* [Set exercise]: Set down, in full, every record in the block.

* [Items]:
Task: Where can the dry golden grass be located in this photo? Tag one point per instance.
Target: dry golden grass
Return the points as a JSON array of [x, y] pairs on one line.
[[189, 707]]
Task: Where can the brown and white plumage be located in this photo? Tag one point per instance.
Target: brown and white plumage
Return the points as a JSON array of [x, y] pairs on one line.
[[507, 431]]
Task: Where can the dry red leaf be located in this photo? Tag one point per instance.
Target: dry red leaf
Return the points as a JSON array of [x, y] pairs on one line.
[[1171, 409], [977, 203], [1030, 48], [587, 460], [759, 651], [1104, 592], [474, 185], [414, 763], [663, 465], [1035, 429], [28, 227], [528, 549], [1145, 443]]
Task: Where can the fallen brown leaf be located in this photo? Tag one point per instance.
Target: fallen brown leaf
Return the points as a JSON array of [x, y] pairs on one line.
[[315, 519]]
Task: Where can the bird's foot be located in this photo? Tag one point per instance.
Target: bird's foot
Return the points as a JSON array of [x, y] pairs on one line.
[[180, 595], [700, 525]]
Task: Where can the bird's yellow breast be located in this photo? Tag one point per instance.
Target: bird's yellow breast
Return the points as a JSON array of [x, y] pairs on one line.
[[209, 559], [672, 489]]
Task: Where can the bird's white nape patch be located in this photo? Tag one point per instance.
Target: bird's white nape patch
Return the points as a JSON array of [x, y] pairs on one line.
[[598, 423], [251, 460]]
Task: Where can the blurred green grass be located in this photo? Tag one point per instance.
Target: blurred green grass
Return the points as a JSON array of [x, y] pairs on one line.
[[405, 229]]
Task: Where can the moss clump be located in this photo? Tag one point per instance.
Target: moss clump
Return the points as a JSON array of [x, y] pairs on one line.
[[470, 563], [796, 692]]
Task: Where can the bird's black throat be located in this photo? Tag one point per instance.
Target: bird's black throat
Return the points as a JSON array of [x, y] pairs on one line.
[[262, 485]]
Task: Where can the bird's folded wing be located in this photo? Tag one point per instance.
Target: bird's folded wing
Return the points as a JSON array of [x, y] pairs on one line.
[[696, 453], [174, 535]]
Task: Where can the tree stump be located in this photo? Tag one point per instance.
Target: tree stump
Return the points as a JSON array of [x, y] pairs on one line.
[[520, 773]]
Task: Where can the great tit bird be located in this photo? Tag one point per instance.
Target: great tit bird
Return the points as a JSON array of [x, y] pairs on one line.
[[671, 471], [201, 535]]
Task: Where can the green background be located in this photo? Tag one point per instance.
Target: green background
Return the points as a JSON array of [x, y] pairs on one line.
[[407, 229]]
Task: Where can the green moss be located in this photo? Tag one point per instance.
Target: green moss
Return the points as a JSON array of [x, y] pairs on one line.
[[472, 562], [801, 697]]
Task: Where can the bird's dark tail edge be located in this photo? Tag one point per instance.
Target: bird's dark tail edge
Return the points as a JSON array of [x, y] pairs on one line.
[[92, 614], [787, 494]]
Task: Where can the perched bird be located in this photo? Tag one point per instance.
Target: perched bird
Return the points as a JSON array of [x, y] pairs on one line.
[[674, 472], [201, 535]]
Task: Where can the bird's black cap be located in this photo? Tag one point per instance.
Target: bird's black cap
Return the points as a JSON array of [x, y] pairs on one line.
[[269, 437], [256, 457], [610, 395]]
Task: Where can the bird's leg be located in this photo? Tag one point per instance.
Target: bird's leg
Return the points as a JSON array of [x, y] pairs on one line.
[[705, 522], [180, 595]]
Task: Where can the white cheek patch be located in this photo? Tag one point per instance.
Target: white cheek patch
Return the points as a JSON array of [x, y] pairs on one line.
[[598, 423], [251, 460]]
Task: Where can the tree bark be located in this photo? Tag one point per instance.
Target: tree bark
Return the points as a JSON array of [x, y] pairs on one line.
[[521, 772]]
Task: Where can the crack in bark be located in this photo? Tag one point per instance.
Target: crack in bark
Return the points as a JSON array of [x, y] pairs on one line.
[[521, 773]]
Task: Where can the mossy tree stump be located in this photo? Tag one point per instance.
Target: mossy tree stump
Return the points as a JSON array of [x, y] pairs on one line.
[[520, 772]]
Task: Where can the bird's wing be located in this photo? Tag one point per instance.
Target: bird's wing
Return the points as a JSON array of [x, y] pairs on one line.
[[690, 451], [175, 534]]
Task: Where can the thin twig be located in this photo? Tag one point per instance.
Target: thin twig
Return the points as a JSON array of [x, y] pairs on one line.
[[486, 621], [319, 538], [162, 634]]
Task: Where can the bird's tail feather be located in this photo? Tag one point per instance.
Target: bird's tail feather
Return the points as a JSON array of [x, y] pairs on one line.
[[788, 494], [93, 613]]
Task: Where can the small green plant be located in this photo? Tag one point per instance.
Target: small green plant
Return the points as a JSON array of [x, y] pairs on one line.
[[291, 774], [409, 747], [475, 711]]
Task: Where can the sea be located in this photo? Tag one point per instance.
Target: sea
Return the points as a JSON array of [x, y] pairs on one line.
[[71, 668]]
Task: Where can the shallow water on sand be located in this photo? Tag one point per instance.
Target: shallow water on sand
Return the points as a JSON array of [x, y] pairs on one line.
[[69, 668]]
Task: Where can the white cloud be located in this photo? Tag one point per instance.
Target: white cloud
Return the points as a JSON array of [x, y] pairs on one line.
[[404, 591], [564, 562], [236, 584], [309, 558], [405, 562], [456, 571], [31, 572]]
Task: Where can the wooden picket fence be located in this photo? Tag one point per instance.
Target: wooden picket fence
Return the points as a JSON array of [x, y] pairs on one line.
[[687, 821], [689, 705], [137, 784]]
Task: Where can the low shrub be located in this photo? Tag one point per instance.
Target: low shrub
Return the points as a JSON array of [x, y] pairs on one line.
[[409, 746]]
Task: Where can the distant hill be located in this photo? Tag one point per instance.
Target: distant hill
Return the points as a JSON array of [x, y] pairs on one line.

* [Task result]:
Task: Where can the dry golden grass be located in this photo? Tag one point per instance.
Target: dry golden grass
Return the points as a JSON array of [x, y] pairs on one line.
[[189, 707]]
Task: Where can the brown and white plumage be located in this photo? Tag one point per instance.
Target: brown and white plumage
Return the points as a JSON array of [x, y] pairs on one line.
[[507, 431]]
Task: Where can the dry red leaf be located in this photo? Tag one point per instance.
Target: dry red leaf
Return the points as a JSON array of [x, y] pairs on one line.
[[1171, 409], [977, 203], [1030, 48], [587, 460], [759, 651], [1104, 592], [474, 185], [414, 763], [663, 465], [1035, 429], [28, 227], [528, 549], [1145, 443]]
Task: Where can the fallen brown leaf be located in this photo? Tag one point per instance.
Target: fallen brown leaf
Return the points as a JSON array of [x, y] pairs on one line.
[[315, 519]]
Task: Where can the bird's foot be located in this photo? Tag one point per instance.
Target: bird's foot
Return the points as a JSON array of [x, y] pairs on one line.
[[180, 595], [700, 525]]
Task: Where can the bird's yellow breast be located in this photo? Tag one point per instance.
Target: bird's yellow breast
Return the points as a JSON array of [x, y] pairs on one line.
[[209, 559], [672, 489]]
Task: Where can the bird's white nape patch be located in this photo? Tag one point per instance.
Target: bird's white nape patch
Return the points as a JSON array of [x, y] pairs on one line.
[[598, 423], [251, 460]]
Task: Where can the blurred green grass be located in this photo? Tag one point per instance.
Target: blurred green grass
Return the points as a JSON array of [x, y] pairs on one line.
[[405, 229]]
Task: Where can the moss clump be located in this photo? Tag one point per instance.
Target: moss clump
Return the points as a JSON array of [x, y] pairs on one line.
[[470, 563], [796, 692]]
Task: Where can the bird's black throat be located in this photo? Tag one point per instance.
Target: bird's black throat
Return the points as a JSON array of [x, y] pairs on one line.
[[262, 485]]
Task: Where can the bird's folded wing be located in this photo? Tag one point per instance.
Target: bird's folded wing
Return the points as a JSON array of [x, y] pairs on one line.
[[696, 453], [174, 535]]
Task: Where can the tree stump be located in this photo? Tag one point per instance.
Target: tree stump
Return the points as a JSON array of [x, y] pairs on one line.
[[520, 773]]
Task: Where can the great tit bird be located in this photo? Tag one point per instance.
Target: great tit bird
Return the points as a JSON array of [x, y] pairs on one line.
[[671, 471], [201, 535]]
Task: Where can the green background be located in this photo? Tag one point per instance.
Target: green background
Return the points as a JSON array of [x, y] pairs on one line.
[[407, 229]]
Task: Where can the green moss be located in this photo? Tag one point per instance.
Target: green moss
Return the points as a JSON array of [x, y] pairs on one line.
[[472, 562], [801, 697]]
Task: Where can the bird's dark tail edge be located in this photo? Tag one point per instance.
Target: bird's dark tail edge
Return the points as a JSON array of [x, y] pairs on one line.
[[92, 614], [787, 494]]
Task: Where can the perched bird be located in this photo? Tag one point per instance.
Target: perched bird
Return the points as a JSON array of [x, y] pairs on one line.
[[674, 472], [201, 535]]
Task: Where can the bird's black cap be located in this photo? Tag one point per instance.
Target: bird's black cap
Return the points as a JSON array of [x, y] pairs on one line.
[[269, 437], [256, 457], [610, 395]]
Task: Where can the bird's leg be located in this photo? Tag one point per instance.
Target: bird's leg
Return the points as a JSON array of [x, y] pairs on one line.
[[705, 522], [180, 595]]
Task: Where can the white cheek patch be located in this photo? Tag one point per instance.
Target: white cheek patch
Return the points as a JSON array of [x, y] pairs on one line.
[[598, 423], [251, 460]]
Task: Where can the tree bark be located in this photo? Tag one point per instance.
Target: tree bark
Return the points as a JSON array of [x, y] pairs on one line.
[[521, 772]]
Task: Where can the crack in bark be located in this photo? Tag one point per instance.
Target: crack in bark
Return the points as a JSON array of [x, y] pairs on one line.
[[521, 773]]
Task: Where can the mossy tree stump be located in this photo? Tag one point per instance.
Target: mossy tree stump
Return the points as a JSON array of [x, y] pairs on one line.
[[520, 772]]
Task: Where can the bird's wing be located in this photo? Tag one point per instance.
Target: bird's wing
Return the points as a JSON array of [x, y] pairs on one line.
[[690, 451], [175, 534]]
Task: Where can the thin twig be located in this photo? Tag one point per instance.
Target: thin twig
Return the points as a JSON array of [x, y] pairs on one line.
[[486, 621], [319, 538], [162, 634]]
Task: Where can the bird's tail feather be located in this photo? Tag one point per instance.
Target: bird's tail feather
Return the points as a JSON array of [x, y] pairs on one line.
[[788, 494], [93, 613]]
Task: Where can the small green plant be located in this photo? Tag one point per instance.
Target: small green plant
Return the points as a JSON array of [x, y] pairs on one line.
[[291, 774], [409, 747], [475, 711]]
Task: Where can the sea be located in this photo? Tag one point per instance.
Target: sea
Return the points as a JSON array of [x, y] pairs on one line.
[[71, 668]]
Task: Where can the shallow water on sand be located in this photo? Tag one point per instance.
Target: shallow water on sand
Return the points as a JSON array of [x, y] pairs on one line.
[[69, 668]]
Task: Where can the white cloud be located in this photo? Tag one point per instance.
Target: white cloud
Return the points as a JSON array of [x, y] pairs on one line.
[[404, 591], [564, 562], [236, 584], [309, 558], [405, 562], [456, 571], [31, 572]]
Task: Where can the wooden picket fence be located in this photo? Tag one point per instance.
Target: wooden picket fence
Return the points as a JSON array of [x, y] pairs on one line.
[[687, 821], [689, 705], [137, 784]]
Task: Where can the low shrub be located in this photo? Tag one point per instance.
Target: low shrub
Return the points as a JSON array of [x, y] pairs on one line.
[[409, 746]]
Task: Where can the distant hill be located in this photo? Tag one point per instance.
Target: distant hill
Return the points as a JSON array of [x, y] pairs on one line.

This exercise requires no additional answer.